— Предложенный текст —
* * * * * * *
Одно из самых грандиозных творений художника, над которым еще долго будут думать люди, открывая в нем все новый и новый смысл, — лист «Сон разума рождает чудовищ». Здесь перед нами сам Гойя, он тоже принадлежит этому безумному миру, упал головой на стол и закрыл лицо руками — спит или мучается в отчаянии и страхе? Со всех сторон обступают его звероподобные и птицеобразные, ведьмы, совы, нечисть, в облике которой нет-нет да и проступят человеческие черты, лица друзей и врагов, возлюбленных и изменниц. Только на минуту успокоится, заснет человеческий разум — быть беде!» Абсолютное господство формальной религии, соединенной с ханжеством, лицемерием и тупостью, порождает не ангельские лики, а страшные рожи— предрассудки, суеверия, мракобесие. Имущие власть и богатство пытаются с помощью церкви удержаться на вершине социальной пирамиды, подавить народ своими ослиными тушами. Но и они отрешаются от разума, продаются во в власть чудовищ — алчности, лжи, разврата, слабоумия. Отказываясь от ясного осознания реальности, человек обречен на моральную и интеллектуальную деградацию. (Не так ли может произойти и с человечеством?)
* * * * * * *
— Исходные данные —
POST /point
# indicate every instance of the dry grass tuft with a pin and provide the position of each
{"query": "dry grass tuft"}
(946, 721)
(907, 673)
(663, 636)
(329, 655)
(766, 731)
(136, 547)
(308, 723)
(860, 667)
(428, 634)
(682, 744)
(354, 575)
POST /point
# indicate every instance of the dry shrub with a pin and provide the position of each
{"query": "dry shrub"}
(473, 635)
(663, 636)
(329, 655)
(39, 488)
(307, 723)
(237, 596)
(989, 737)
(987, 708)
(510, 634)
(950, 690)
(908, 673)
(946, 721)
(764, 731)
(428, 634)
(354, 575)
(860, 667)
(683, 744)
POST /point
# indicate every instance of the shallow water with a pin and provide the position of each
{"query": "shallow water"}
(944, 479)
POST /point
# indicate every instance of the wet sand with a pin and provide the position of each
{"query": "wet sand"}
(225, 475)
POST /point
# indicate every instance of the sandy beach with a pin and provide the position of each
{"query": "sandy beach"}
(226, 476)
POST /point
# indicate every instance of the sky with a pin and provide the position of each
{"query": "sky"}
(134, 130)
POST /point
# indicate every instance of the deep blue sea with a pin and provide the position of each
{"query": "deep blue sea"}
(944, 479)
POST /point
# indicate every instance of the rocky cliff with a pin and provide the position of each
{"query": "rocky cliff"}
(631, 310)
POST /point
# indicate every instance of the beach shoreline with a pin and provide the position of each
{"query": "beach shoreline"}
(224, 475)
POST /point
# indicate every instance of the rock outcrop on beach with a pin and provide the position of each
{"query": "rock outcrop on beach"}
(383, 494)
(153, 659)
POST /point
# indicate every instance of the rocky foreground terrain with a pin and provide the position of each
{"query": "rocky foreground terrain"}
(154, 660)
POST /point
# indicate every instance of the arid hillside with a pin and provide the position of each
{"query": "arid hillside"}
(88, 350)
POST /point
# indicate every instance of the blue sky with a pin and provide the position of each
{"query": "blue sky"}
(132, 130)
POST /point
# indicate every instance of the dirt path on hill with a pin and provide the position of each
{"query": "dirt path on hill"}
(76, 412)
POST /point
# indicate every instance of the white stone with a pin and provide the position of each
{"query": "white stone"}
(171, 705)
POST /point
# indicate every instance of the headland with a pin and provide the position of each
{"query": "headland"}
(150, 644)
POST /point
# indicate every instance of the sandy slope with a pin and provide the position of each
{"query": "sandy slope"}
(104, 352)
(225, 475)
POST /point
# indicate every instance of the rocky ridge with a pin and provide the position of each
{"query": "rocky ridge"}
* * * * * * *
— Условия заданий —
#1 Почему, согласно тексту о листе Гойи «Сон разума рождает чудовищ», человек обречен на моральную и интеллектуальную деградацию? Ответьте в одном–трех предложениях.
#2 Напишите продолжение текста о листе Гойи «Сон разума рождает чудовищ», начав сразу после его последнего предложения.

— Итоговые ответы —
#1 Человек обречен на моральную и интеллектуальную деградацию, потому что отказывается от ясного осознания реальности.

#2
...Возвращаясь к теме народного творчества Гойи, обратим внимание на его картину «Нападение на почтовую карету» (1787). Безмятежный прекрасный пейзаж, лесная дорога, просветы сине-голубого неба, одинокая карета со спокойно стоящим человеком на козлах. Но в руках его ружье, а на земле два мертвых охранника и над третьим занес кинжал разбойник. А еще два бандита обирают богатую пару, стоящую перед ними на коленях. Жесты отчаяния ограбленных не вызывают сочувствия зрителя, деловитые разбойники — тоже. Свершившееся воспринимается как нечто естественное («грабь награбленное!»).
Возможно, так поначалу воспринимал художник и Великую французскую революцию. Но когда она, переродившись в наполеоновскую монархию, начала захватнические войны, Гойя отозвался на это серией офортов «Бедствия войны» и картинами «Борьба на Пуэрта-дель-Соль», «Расстрел французскими солдатами испанских повстанцев» — крик боли за свой народ. Ибо все здоровые силы Испании оставались именно в народе, а не в прогнившем государстве и выродившейся аристократии. Трагическое восприятие жизни усугубилось у Гойи усиливавшейся глухотой. Он все более погружался в свой внутренний мир, личные переживания.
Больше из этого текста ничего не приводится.